Output every entry exactly, without any pictures.

Image point grounding data
◆ ◆ ◆ ◆

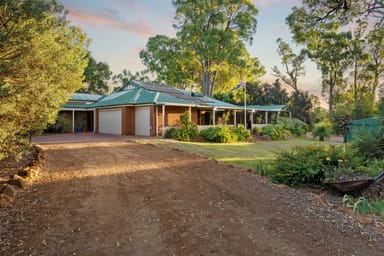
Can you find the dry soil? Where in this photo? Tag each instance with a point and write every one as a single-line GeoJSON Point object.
{"type": "Point", "coordinates": [126, 198]}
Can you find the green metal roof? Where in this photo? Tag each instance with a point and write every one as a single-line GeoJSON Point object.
{"type": "Point", "coordinates": [77, 106]}
{"type": "Point", "coordinates": [85, 97]}
{"type": "Point", "coordinates": [142, 93]}
{"type": "Point", "coordinates": [274, 108]}
{"type": "Point", "coordinates": [138, 96]}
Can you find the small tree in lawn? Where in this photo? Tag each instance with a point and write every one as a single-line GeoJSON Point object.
{"type": "Point", "coordinates": [323, 130]}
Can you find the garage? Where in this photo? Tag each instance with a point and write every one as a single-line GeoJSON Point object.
{"type": "Point", "coordinates": [142, 121]}
{"type": "Point", "coordinates": [110, 121]}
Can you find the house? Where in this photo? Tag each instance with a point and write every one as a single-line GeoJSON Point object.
{"type": "Point", "coordinates": [149, 109]}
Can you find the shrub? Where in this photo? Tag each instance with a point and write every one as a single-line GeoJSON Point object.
{"type": "Point", "coordinates": [276, 131]}
{"type": "Point", "coordinates": [311, 164]}
{"type": "Point", "coordinates": [256, 129]}
{"type": "Point", "coordinates": [241, 132]}
{"type": "Point", "coordinates": [263, 167]}
{"type": "Point", "coordinates": [322, 130]}
{"type": "Point", "coordinates": [300, 166]}
{"type": "Point", "coordinates": [369, 142]}
{"type": "Point", "coordinates": [186, 132]}
{"type": "Point", "coordinates": [294, 125]}
{"type": "Point", "coordinates": [171, 133]}
{"type": "Point", "coordinates": [225, 134]}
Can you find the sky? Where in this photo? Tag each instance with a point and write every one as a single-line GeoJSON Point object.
{"type": "Point", "coordinates": [120, 29]}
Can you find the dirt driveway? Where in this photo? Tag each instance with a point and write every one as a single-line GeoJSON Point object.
{"type": "Point", "coordinates": [125, 198]}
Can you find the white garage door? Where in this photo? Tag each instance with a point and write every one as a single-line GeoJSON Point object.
{"type": "Point", "coordinates": [110, 121]}
{"type": "Point", "coordinates": [142, 121]}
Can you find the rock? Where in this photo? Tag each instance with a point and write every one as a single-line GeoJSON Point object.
{"type": "Point", "coordinates": [5, 200]}
{"type": "Point", "coordinates": [17, 181]}
{"type": "Point", "coordinates": [22, 173]}
{"type": "Point", "coordinates": [9, 190]}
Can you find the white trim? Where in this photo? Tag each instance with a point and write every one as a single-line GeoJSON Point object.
{"type": "Point", "coordinates": [157, 120]}
{"type": "Point", "coordinates": [163, 120]}
{"type": "Point", "coordinates": [73, 121]}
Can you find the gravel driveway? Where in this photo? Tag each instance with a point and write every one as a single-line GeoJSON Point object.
{"type": "Point", "coordinates": [124, 198]}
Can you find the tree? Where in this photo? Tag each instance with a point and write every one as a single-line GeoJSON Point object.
{"type": "Point", "coordinates": [96, 77]}
{"type": "Point", "coordinates": [343, 11]}
{"type": "Point", "coordinates": [161, 57]}
{"type": "Point", "coordinates": [300, 105]}
{"type": "Point", "coordinates": [210, 46]}
{"type": "Point", "coordinates": [123, 78]}
{"type": "Point", "coordinates": [42, 61]}
{"type": "Point", "coordinates": [266, 94]}
{"type": "Point", "coordinates": [319, 25]}
{"type": "Point", "coordinates": [293, 64]}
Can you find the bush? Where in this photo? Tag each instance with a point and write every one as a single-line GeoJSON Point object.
{"type": "Point", "coordinates": [186, 132]}
{"type": "Point", "coordinates": [241, 132]}
{"type": "Point", "coordinates": [170, 133]}
{"type": "Point", "coordinates": [225, 134]}
{"type": "Point", "coordinates": [369, 142]}
{"type": "Point", "coordinates": [300, 166]}
{"type": "Point", "coordinates": [322, 130]}
{"type": "Point", "coordinates": [276, 131]}
{"type": "Point", "coordinates": [309, 165]}
{"type": "Point", "coordinates": [256, 129]}
{"type": "Point", "coordinates": [294, 125]}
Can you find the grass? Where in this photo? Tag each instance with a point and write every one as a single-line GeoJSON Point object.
{"type": "Point", "coordinates": [240, 154]}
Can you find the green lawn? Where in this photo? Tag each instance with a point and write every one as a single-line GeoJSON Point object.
{"type": "Point", "coordinates": [242, 154]}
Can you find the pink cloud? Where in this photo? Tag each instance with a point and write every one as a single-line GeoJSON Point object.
{"type": "Point", "coordinates": [264, 3]}
{"type": "Point", "coordinates": [109, 19]}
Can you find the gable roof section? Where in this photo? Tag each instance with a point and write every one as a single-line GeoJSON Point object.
{"type": "Point", "coordinates": [138, 96]}
{"type": "Point", "coordinates": [176, 95]}
{"type": "Point", "coordinates": [274, 108]}
{"type": "Point", "coordinates": [85, 97]}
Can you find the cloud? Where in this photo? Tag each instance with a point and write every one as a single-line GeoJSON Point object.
{"type": "Point", "coordinates": [265, 3]}
{"type": "Point", "coordinates": [108, 18]}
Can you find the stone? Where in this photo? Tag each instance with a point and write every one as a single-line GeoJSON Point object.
{"type": "Point", "coordinates": [9, 190]}
{"type": "Point", "coordinates": [17, 181]}
{"type": "Point", "coordinates": [23, 173]}
{"type": "Point", "coordinates": [5, 200]}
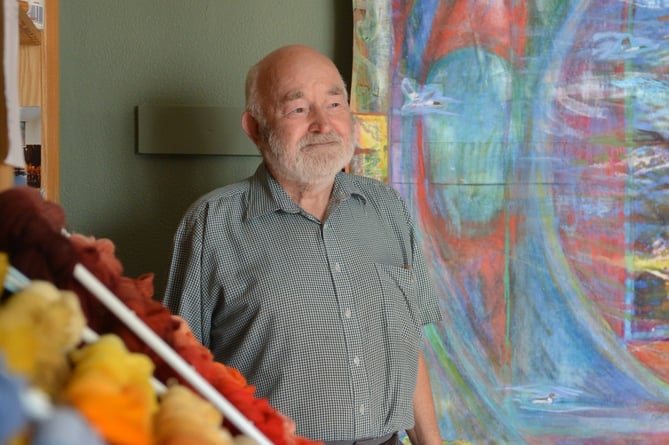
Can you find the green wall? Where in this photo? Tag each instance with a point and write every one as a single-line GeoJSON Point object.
{"type": "Point", "coordinates": [117, 54]}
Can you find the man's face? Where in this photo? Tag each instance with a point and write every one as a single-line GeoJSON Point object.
{"type": "Point", "coordinates": [308, 134]}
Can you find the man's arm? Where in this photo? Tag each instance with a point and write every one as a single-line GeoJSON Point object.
{"type": "Point", "coordinates": [426, 429]}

◆ ◆ ◆ ◆

Task response:
Can you find the dry soil? Where in this photo? Tag each instance with a point and write every one as a single-line GeoJSON Point object.
{"type": "Point", "coordinates": [126, 198]}
Can you find the green metal roof? Where in this photo? Tag each instance with a point and write every one as a single-line GeoJSON Point object.
{"type": "Point", "coordinates": [77, 106]}
{"type": "Point", "coordinates": [85, 97]}
{"type": "Point", "coordinates": [142, 93]}
{"type": "Point", "coordinates": [274, 108]}
{"type": "Point", "coordinates": [138, 96]}
Can you find the small tree in lawn? Where in this photo? Tag each instance with a point and write every one as a single-line GeoJSON Point object.
{"type": "Point", "coordinates": [323, 130]}
Can you find the garage? Where in this photo? Tag each instance with a point and write every one as a single-line GeoJSON Point object.
{"type": "Point", "coordinates": [142, 121]}
{"type": "Point", "coordinates": [110, 121]}
Can you find the house? Where in this photo? Tag each instance with a point and write every one as a single-line GeoJSON Point object.
{"type": "Point", "coordinates": [149, 109]}
Can you find the shrub? Where in this photo? Tag each instance with a point and write every one as a single-line GeoJSON Point object.
{"type": "Point", "coordinates": [276, 131]}
{"type": "Point", "coordinates": [311, 164]}
{"type": "Point", "coordinates": [256, 129]}
{"type": "Point", "coordinates": [241, 132]}
{"type": "Point", "coordinates": [263, 167]}
{"type": "Point", "coordinates": [322, 130]}
{"type": "Point", "coordinates": [300, 166]}
{"type": "Point", "coordinates": [369, 142]}
{"type": "Point", "coordinates": [186, 132]}
{"type": "Point", "coordinates": [294, 125]}
{"type": "Point", "coordinates": [171, 133]}
{"type": "Point", "coordinates": [225, 134]}
Can you find the sky? Where in this photo? Tag each instance with a point and write every one as a single-line GeoJSON Point object.
{"type": "Point", "coordinates": [120, 29]}
Can you find the dirt driveway? Where in this photo? Tag each instance with a point and write every one as a single-line GeoJSON Point object.
{"type": "Point", "coordinates": [125, 198]}
Can you find the white garage door? Where in this photo? Tag each instance with a point and write every one as a single-line GeoJSON Point object.
{"type": "Point", "coordinates": [110, 121]}
{"type": "Point", "coordinates": [142, 121]}
Can you find the rock? Where in this photo? Tag each instance with a point and write every one as a single-line GeoJSON Point object.
{"type": "Point", "coordinates": [5, 200]}
{"type": "Point", "coordinates": [17, 181]}
{"type": "Point", "coordinates": [22, 173]}
{"type": "Point", "coordinates": [9, 190]}
Can you find the white trim? Where in this photo? Tag each instance with a point and write every one as a single-line GeoJSON Point object.
{"type": "Point", "coordinates": [157, 120]}
{"type": "Point", "coordinates": [163, 120]}
{"type": "Point", "coordinates": [73, 121]}
Can you find the gravel driveway? Where in this photo? Tag each instance with a point and write every one as a single-line GeoJSON Point object.
{"type": "Point", "coordinates": [124, 198]}
Can you find the tree? Where in this photo? Tag each instance with a point and write every one as a single-line GeoJSON Point object.
{"type": "Point", "coordinates": [96, 77]}
{"type": "Point", "coordinates": [343, 11]}
{"type": "Point", "coordinates": [161, 57]}
{"type": "Point", "coordinates": [300, 105]}
{"type": "Point", "coordinates": [210, 46]}
{"type": "Point", "coordinates": [123, 78]}
{"type": "Point", "coordinates": [42, 61]}
{"type": "Point", "coordinates": [266, 94]}
{"type": "Point", "coordinates": [319, 25]}
{"type": "Point", "coordinates": [293, 64]}
Can you find the bush? Where in this photo? Tag each instance with a point and write every one as a single-line GeoJSON Point object.
{"type": "Point", "coordinates": [186, 132]}
{"type": "Point", "coordinates": [241, 132]}
{"type": "Point", "coordinates": [170, 133]}
{"type": "Point", "coordinates": [225, 134]}
{"type": "Point", "coordinates": [369, 142]}
{"type": "Point", "coordinates": [300, 166]}
{"type": "Point", "coordinates": [322, 130]}
{"type": "Point", "coordinates": [276, 131]}
{"type": "Point", "coordinates": [309, 165]}
{"type": "Point", "coordinates": [256, 129]}
{"type": "Point", "coordinates": [294, 125]}
Can you find the grass? Where in this photo? Tag each instance with a point and write every one as a single-line GeoJSON Point object.
{"type": "Point", "coordinates": [240, 154]}
Can you find the green lawn? Where in this photo? Tag each instance with a point and write every one as a single-line GeoJSON Point object.
{"type": "Point", "coordinates": [242, 154]}
Can you find the pink cloud? Where in this photo? Tag each instance with a point and write every one as a single-line GeoJSON Point object.
{"type": "Point", "coordinates": [264, 3]}
{"type": "Point", "coordinates": [109, 19]}
Can you find the gable roof section? Where in this photo? Tag each instance with a point and write every one as a single-line GeoJSON Point object.
{"type": "Point", "coordinates": [138, 96]}
{"type": "Point", "coordinates": [176, 95]}
{"type": "Point", "coordinates": [274, 108]}
{"type": "Point", "coordinates": [85, 97]}
Can you find the cloud? Where in this photo? Tag each instance with a point and write every one as a single-line GeoJSON Point object.
{"type": "Point", "coordinates": [265, 3]}
{"type": "Point", "coordinates": [108, 18]}
Can you find the stone? Where in this photo? Tag each instance with a point and write every one as a single-line GeoJSON Point object.
{"type": "Point", "coordinates": [9, 190]}
{"type": "Point", "coordinates": [17, 181]}
{"type": "Point", "coordinates": [23, 173]}
{"type": "Point", "coordinates": [5, 200]}
Can you find the green wall? Where in this photo? Tag each instance with a point and write every one as a single-line GeoJSON Point object.
{"type": "Point", "coordinates": [117, 54]}
Can you find the man's face? Where in this photo? Tag each instance with a point and write every one as a single-line GeoJSON Point object.
{"type": "Point", "coordinates": [308, 134]}
Can you find the man's arm? Where in this photo? Tag each instance with a point and write every one as a single-line GeoJSON Point object.
{"type": "Point", "coordinates": [426, 429]}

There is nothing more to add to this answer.